WHAT IS ASKED:
Copy the entries from the line containing "white window frame -> point" through the end of the entries, switching "laptop" to "notebook" and leaving everything else unchanged.

[Rows from a dataset]
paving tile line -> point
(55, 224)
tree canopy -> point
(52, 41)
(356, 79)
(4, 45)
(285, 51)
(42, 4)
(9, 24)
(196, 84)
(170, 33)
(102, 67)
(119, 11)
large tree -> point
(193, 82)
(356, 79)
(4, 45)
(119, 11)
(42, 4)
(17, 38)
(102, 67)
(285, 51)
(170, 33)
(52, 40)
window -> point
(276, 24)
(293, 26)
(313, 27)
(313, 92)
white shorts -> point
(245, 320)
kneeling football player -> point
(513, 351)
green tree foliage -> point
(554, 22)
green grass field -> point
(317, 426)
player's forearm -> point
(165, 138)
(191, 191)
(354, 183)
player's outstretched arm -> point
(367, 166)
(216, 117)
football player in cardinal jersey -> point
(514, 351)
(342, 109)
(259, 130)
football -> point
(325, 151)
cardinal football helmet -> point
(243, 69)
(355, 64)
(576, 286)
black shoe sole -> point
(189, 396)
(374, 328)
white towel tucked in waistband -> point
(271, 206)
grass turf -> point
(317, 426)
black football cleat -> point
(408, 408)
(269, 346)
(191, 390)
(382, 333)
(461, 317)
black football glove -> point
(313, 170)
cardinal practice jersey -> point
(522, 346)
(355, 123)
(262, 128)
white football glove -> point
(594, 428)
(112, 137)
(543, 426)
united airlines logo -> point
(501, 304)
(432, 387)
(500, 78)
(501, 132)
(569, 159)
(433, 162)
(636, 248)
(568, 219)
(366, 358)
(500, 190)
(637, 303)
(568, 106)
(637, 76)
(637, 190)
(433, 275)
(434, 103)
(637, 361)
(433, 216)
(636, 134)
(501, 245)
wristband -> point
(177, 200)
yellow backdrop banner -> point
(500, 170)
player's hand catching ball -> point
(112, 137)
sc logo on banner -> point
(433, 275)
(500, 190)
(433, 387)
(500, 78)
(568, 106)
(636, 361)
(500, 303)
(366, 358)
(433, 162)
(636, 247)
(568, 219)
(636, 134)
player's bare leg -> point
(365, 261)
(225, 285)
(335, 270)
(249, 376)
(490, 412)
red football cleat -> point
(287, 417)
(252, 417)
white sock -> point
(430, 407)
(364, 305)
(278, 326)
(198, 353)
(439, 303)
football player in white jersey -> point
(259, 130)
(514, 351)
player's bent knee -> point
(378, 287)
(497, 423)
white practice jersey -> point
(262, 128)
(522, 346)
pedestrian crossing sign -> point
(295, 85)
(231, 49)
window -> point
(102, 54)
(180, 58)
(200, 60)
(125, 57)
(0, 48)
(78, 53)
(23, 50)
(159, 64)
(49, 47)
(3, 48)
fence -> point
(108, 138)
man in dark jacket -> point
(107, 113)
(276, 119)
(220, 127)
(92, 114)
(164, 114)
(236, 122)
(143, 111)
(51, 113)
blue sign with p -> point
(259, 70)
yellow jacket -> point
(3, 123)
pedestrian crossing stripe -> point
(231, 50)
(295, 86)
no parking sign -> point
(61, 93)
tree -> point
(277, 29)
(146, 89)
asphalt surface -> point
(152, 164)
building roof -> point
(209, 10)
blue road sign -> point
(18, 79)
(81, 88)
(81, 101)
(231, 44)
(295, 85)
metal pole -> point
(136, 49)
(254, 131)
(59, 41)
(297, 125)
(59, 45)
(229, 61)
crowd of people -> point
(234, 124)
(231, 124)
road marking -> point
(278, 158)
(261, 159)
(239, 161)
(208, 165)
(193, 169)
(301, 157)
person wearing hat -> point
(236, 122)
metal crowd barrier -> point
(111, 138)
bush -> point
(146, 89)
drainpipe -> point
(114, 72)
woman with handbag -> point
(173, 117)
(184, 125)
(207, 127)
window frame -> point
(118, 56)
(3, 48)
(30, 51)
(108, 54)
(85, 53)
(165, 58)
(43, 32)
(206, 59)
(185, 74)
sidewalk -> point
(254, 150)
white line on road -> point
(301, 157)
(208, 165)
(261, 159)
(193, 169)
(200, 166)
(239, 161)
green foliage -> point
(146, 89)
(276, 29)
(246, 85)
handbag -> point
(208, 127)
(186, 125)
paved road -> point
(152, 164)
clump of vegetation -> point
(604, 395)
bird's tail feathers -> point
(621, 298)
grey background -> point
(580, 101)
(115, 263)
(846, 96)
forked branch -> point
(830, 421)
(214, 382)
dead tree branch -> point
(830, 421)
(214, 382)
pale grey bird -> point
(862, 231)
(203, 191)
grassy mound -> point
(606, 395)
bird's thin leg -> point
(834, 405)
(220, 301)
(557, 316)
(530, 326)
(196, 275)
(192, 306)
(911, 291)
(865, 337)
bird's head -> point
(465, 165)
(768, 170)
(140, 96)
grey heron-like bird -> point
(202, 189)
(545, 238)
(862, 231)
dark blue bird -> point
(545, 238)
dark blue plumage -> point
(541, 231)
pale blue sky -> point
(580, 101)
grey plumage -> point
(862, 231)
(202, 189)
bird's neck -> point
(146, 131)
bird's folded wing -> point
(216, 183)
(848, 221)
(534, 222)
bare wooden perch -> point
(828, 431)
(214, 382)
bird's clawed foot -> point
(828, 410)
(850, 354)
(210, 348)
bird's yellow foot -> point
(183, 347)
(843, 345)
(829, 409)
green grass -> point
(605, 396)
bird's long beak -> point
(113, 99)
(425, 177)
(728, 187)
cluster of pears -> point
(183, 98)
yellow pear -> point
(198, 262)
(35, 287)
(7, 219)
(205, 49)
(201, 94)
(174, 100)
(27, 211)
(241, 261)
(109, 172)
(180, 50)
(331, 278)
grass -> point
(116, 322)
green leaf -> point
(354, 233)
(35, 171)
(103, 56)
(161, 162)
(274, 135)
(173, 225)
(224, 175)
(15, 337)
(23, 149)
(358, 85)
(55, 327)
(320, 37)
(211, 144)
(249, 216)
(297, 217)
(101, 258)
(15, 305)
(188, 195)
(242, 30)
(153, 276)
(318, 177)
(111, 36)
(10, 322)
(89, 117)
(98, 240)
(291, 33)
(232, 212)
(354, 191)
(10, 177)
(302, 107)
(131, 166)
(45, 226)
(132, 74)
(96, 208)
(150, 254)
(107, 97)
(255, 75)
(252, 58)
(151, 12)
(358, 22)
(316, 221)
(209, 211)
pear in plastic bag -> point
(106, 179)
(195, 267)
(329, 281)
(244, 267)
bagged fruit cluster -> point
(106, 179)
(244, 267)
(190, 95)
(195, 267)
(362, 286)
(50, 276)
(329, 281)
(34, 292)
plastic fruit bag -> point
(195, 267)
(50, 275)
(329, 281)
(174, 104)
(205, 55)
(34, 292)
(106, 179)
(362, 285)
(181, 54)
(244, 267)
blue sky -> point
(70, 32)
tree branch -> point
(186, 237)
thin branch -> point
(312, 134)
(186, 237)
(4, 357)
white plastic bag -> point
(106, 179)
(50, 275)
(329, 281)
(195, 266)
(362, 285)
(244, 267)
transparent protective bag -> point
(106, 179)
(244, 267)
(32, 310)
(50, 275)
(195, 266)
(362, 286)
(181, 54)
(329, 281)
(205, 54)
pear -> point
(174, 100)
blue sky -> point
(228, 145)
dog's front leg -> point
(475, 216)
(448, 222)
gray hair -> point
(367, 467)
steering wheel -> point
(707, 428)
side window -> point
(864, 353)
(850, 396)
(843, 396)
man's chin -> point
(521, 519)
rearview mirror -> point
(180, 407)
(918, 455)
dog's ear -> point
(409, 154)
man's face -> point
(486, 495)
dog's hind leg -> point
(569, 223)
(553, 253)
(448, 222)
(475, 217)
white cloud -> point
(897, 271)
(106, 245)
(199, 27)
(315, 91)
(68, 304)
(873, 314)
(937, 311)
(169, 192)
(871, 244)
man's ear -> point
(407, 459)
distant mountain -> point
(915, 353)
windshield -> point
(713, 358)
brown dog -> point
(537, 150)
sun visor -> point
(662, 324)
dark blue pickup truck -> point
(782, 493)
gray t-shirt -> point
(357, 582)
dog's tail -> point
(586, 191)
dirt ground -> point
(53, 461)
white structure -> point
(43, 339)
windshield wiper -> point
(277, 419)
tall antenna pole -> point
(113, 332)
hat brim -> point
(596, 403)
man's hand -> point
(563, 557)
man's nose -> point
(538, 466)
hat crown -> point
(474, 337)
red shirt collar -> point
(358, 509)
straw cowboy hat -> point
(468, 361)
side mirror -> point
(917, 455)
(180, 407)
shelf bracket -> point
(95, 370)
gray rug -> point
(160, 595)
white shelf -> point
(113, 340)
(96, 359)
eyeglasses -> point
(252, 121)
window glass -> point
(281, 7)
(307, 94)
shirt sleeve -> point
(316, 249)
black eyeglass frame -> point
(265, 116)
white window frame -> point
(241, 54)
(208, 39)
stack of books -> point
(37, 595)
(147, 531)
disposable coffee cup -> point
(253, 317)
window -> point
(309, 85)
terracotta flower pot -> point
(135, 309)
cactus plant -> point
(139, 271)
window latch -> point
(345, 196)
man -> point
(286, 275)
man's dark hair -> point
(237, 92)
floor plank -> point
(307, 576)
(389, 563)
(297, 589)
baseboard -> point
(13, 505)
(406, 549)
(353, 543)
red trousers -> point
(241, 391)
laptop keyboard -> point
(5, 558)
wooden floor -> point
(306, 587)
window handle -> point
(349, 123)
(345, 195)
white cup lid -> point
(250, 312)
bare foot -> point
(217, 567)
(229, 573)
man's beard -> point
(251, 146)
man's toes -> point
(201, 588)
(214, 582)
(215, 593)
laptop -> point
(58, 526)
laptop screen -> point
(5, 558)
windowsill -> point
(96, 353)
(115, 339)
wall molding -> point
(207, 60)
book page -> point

RESPONSE FOR THIS EXERCISE:
white window frame -> point
(241, 54)
(208, 39)
stack of books -> point
(37, 595)
(147, 531)
disposable coffee cup -> point
(253, 317)
window -> point
(309, 85)
terracotta flower pot -> point
(135, 309)
cactus plant -> point
(139, 271)
window latch -> point
(345, 196)
man -> point
(286, 275)
man's dark hair -> point
(237, 92)
floor plank -> point
(307, 576)
(389, 563)
(297, 589)
baseboard -> point
(13, 505)
(406, 549)
(353, 543)
red trousers -> point
(241, 391)
notebook keyboard -> point
(5, 558)
wooden floor -> point
(306, 587)
window handle -> point
(349, 123)
(345, 195)
white cup lid -> point
(250, 312)
bare foot -> point
(217, 567)
(229, 573)
man's beard -> point
(251, 146)
man's toes -> point
(201, 588)
(214, 582)
(215, 593)
notebook -> point
(58, 526)
notebook screen -> point
(5, 558)
windowsill -> point
(96, 353)
(115, 339)
wall molding -> point
(207, 60)
book page -> point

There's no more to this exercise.